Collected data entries
- - - -

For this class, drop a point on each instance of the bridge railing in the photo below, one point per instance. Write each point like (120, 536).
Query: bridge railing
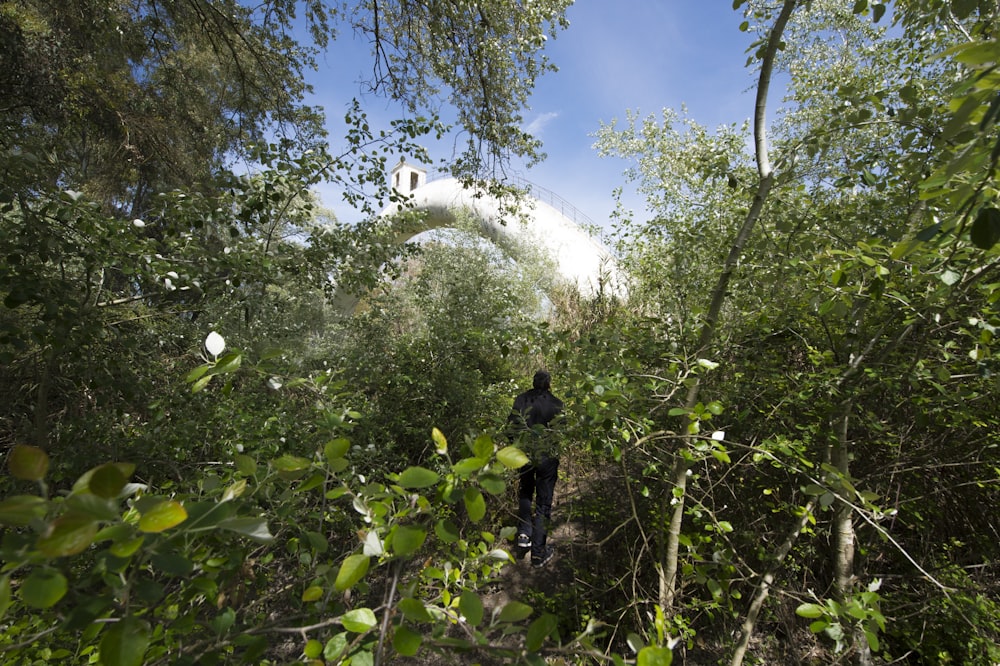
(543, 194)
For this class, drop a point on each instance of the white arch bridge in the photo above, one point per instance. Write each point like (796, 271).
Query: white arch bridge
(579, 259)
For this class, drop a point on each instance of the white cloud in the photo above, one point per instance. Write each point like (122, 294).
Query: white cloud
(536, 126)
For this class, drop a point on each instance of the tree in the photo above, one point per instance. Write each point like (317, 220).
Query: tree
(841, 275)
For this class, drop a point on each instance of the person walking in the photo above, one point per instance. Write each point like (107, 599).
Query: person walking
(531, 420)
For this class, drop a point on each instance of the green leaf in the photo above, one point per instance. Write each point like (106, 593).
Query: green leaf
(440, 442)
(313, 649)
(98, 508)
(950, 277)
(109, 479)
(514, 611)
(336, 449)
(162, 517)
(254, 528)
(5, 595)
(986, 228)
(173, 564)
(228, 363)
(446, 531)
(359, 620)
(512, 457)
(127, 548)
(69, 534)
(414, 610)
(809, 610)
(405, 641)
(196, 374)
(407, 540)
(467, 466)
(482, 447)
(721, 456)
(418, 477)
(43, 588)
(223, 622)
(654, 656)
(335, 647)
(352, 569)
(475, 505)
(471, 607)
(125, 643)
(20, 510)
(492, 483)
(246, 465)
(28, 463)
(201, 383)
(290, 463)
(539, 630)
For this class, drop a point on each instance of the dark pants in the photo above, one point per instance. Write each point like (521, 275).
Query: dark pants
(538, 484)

- - - -

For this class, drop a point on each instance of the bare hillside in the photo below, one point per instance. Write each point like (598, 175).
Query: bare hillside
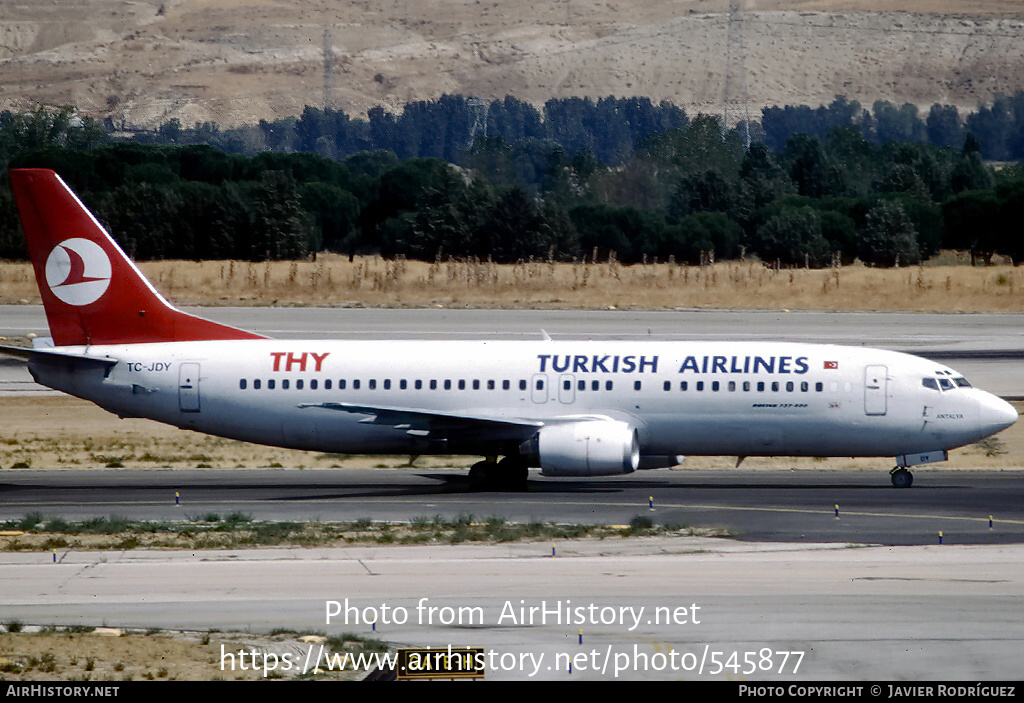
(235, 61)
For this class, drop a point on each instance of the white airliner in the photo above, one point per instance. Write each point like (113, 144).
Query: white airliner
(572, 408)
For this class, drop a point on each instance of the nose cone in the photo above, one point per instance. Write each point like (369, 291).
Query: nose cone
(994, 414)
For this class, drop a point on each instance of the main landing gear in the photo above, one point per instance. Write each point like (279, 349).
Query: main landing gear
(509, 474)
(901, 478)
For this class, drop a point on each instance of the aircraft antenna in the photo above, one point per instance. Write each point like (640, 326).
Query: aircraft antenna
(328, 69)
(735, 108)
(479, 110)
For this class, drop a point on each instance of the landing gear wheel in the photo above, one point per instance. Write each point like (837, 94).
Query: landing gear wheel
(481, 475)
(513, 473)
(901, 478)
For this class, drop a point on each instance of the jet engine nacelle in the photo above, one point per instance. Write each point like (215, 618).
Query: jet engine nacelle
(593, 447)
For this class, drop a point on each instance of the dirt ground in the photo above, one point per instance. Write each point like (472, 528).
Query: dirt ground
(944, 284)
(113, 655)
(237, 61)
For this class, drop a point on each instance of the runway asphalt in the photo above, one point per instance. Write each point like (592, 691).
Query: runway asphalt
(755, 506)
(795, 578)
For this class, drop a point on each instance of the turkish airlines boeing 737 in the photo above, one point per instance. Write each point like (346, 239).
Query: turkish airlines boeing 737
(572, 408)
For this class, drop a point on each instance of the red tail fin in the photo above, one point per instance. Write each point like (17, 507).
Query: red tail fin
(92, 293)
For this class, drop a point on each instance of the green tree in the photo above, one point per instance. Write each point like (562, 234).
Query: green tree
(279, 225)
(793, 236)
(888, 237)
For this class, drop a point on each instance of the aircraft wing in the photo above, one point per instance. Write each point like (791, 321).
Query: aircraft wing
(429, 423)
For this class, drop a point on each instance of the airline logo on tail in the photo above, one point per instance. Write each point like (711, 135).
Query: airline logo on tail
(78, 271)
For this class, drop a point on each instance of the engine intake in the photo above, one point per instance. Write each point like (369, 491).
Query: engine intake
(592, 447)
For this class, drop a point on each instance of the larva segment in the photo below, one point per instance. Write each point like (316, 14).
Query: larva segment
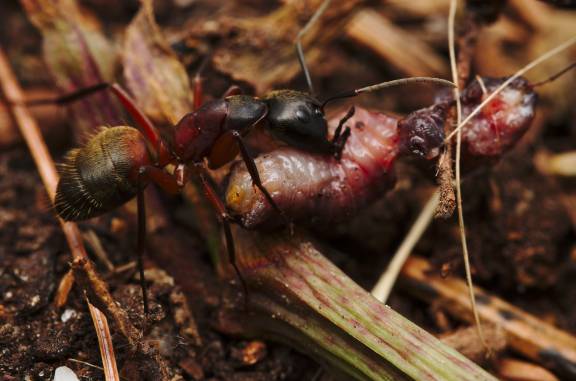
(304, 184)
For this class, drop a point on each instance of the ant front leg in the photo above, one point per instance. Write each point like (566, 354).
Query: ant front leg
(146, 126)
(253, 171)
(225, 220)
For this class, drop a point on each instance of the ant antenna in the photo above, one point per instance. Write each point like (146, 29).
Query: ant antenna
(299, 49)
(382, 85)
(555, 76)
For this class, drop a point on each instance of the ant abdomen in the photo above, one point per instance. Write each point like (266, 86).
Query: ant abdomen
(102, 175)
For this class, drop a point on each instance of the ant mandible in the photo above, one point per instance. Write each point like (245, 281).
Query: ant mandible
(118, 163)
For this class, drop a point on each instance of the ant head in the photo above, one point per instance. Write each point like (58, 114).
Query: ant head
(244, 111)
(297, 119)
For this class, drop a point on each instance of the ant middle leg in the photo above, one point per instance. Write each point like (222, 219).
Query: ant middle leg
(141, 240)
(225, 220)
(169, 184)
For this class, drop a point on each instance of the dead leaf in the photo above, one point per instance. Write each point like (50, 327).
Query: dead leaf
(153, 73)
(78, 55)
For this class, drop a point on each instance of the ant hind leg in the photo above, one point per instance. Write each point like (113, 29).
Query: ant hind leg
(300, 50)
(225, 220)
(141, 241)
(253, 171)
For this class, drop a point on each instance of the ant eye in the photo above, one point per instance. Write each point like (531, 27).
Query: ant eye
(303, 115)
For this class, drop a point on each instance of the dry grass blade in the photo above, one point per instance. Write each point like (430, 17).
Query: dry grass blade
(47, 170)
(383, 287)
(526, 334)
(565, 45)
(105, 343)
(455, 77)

- - - -

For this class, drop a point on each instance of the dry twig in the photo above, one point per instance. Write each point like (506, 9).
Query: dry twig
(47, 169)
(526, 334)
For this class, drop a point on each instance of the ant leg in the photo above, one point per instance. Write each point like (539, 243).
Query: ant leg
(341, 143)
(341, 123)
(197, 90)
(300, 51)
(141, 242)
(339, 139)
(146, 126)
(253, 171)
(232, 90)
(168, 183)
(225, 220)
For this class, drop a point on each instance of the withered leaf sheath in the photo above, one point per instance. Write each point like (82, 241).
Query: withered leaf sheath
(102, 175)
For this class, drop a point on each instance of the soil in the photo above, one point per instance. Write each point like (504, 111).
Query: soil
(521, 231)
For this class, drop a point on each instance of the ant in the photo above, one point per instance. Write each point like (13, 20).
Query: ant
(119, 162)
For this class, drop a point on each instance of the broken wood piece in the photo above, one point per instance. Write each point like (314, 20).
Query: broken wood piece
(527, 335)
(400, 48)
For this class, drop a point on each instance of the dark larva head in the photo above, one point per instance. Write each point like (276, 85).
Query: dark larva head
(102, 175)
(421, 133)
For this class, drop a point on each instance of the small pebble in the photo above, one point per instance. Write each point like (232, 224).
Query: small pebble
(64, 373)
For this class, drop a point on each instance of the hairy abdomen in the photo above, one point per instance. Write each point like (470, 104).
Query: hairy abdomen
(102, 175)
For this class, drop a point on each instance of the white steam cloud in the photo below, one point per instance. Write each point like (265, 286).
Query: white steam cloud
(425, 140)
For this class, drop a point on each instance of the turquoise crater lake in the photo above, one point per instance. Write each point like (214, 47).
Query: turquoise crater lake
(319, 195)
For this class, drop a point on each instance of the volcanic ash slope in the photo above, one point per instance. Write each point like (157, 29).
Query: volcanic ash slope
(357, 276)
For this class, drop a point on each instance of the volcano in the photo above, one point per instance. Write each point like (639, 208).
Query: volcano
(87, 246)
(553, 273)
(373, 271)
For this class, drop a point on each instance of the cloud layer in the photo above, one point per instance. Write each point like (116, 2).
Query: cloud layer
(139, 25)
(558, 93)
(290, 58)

- - - -

### Task prompt
Pull out each line in the rows above that contains the word "white" and copy it in full.

### Response
For this class, drop a point on each instance of the white arch bridge in the photo above, one point per instance. Write each point like (796, 271).
Query: white arch bridge
For this class, drop a point on each instance of the white cloud in the photo above, one point per instance. Write each point like (122, 294).
Query: white cloud
For this class, drop a point on each instance of the white airliner in the photo above, one point per instance. Write each point like (113, 144).
Query: white airliner
For this class, drop a point on each instance of the white steam cloud in the photo below, one point per instance. Write each point like (265, 286).
Query: white steam cloud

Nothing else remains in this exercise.